Data supplied start
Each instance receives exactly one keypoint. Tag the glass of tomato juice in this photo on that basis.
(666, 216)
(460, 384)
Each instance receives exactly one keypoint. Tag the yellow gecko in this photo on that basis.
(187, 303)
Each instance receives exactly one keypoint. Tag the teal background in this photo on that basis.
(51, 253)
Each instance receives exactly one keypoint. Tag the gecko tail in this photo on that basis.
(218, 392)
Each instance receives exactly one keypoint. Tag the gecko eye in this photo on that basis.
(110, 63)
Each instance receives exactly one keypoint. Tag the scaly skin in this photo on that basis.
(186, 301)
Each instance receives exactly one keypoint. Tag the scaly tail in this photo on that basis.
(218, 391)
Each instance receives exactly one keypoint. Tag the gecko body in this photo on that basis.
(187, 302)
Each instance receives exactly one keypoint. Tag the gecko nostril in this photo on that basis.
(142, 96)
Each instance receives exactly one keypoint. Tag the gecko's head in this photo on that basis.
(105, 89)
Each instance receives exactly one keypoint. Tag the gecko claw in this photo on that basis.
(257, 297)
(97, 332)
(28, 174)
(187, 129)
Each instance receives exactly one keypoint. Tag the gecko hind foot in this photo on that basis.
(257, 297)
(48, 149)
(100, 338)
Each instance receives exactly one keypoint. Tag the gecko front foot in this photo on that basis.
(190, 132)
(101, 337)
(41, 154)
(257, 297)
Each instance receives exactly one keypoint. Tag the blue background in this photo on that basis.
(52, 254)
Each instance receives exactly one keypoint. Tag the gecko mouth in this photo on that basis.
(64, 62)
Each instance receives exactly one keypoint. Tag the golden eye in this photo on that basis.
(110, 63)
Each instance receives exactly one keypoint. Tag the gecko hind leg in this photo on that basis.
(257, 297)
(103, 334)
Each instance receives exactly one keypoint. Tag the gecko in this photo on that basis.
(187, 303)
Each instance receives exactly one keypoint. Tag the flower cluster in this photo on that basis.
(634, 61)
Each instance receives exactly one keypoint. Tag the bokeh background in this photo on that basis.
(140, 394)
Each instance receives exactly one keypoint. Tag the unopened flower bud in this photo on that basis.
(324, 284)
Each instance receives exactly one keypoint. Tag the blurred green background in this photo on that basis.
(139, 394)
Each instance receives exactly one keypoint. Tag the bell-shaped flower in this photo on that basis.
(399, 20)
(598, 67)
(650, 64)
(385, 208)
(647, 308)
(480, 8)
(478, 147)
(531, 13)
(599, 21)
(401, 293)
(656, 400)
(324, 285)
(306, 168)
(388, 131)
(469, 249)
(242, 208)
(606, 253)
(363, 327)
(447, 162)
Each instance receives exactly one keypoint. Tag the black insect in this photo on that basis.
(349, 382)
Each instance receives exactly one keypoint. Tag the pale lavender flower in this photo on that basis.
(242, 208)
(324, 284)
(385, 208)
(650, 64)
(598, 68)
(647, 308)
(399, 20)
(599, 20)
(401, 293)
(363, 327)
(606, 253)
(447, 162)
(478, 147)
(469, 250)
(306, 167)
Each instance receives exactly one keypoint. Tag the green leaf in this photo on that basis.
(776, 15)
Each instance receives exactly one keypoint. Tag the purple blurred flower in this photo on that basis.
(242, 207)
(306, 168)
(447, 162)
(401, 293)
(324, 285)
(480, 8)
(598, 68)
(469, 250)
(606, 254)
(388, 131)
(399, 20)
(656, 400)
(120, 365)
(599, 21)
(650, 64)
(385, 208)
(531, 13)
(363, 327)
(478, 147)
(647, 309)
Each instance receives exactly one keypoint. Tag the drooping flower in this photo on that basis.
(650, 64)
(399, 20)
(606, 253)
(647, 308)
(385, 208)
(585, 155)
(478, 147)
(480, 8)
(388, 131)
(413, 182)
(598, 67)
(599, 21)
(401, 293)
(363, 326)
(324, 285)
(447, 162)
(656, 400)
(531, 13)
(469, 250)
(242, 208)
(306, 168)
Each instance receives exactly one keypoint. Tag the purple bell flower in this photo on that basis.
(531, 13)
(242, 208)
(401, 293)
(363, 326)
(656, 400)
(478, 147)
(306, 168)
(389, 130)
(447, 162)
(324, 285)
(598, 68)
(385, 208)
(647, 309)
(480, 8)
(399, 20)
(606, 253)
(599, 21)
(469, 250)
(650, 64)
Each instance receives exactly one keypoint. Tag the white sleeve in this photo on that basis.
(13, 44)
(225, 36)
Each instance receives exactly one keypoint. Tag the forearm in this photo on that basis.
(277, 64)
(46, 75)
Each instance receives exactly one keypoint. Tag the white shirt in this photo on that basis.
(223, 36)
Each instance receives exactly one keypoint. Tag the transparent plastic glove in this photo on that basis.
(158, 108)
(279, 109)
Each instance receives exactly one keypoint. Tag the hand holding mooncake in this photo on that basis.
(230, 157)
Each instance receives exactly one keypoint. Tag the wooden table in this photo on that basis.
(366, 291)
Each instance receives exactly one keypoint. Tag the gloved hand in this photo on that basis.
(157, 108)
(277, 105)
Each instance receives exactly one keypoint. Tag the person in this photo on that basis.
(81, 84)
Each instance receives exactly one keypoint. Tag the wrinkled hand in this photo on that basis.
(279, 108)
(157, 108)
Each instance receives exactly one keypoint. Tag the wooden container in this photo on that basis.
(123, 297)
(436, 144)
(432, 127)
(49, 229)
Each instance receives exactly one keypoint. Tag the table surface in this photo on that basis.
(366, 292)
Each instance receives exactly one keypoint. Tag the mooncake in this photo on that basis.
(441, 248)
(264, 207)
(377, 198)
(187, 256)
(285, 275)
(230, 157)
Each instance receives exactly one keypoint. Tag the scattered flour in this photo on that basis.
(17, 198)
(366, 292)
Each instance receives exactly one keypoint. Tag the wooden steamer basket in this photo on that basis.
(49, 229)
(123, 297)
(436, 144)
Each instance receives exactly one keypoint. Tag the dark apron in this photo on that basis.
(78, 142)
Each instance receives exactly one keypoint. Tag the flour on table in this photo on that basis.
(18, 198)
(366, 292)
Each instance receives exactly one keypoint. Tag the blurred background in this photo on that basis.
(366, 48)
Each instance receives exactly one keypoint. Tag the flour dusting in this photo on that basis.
Data supplied end
*Given problem*
Reproduce the lines of the records without any change, beginning with the line that contains "Each instance receives exactly one keypoint. Tag the mooncake" and continuing through the end of the records.

*Response*
Each instance receives exactly one keypoint. Tag the mooncake in this photo on that basis.
(441, 248)
(264, 207)
(377, 198)
(187, 256)
(285, 275)
(230, 157)
Each instance receives exactly one keypoint. Tag the scattered flour in this photo on that basis.
(17, 198)
(366, 292)
Each instance receives exactly one keypoint. Tag the wooden steamer basket in this photo on that basis.
(49, 229)
(123, 297)
(436, 144)
Each instance receives exactly one keypoint. Tag the dark apron in this photo on that basis.
(78, 142)
Each instance receives exactly one keypoint. Tag the flour on table in this photo on that basis.
(18, 198)
(366, 292)
Each instance receives exactly one keypoint. Tag the blurred background in this photo on that basis.
(366, 48)
Each instance receives exactly one keypoint. Tag the flour dusting in this photo on that basis.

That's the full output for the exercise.